• _Extracted data_:
========================

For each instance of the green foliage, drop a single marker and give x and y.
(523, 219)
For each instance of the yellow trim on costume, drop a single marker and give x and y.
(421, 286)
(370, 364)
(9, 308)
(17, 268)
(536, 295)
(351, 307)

========================

• _Task directions_: Can you swap "marker" for "pin" throughout the listing above and leave everything else unchanged?

• _Exercise answer_:
For each instance of the green foliage, drop a single pin and give x and y.
(523, 219)
For each instance of the yellow trim on costume, drop a single pin and give x and y.
(421, 286)
(370, 364)
(9, 308)
(17, 268)
(536, 295)
(351, 307)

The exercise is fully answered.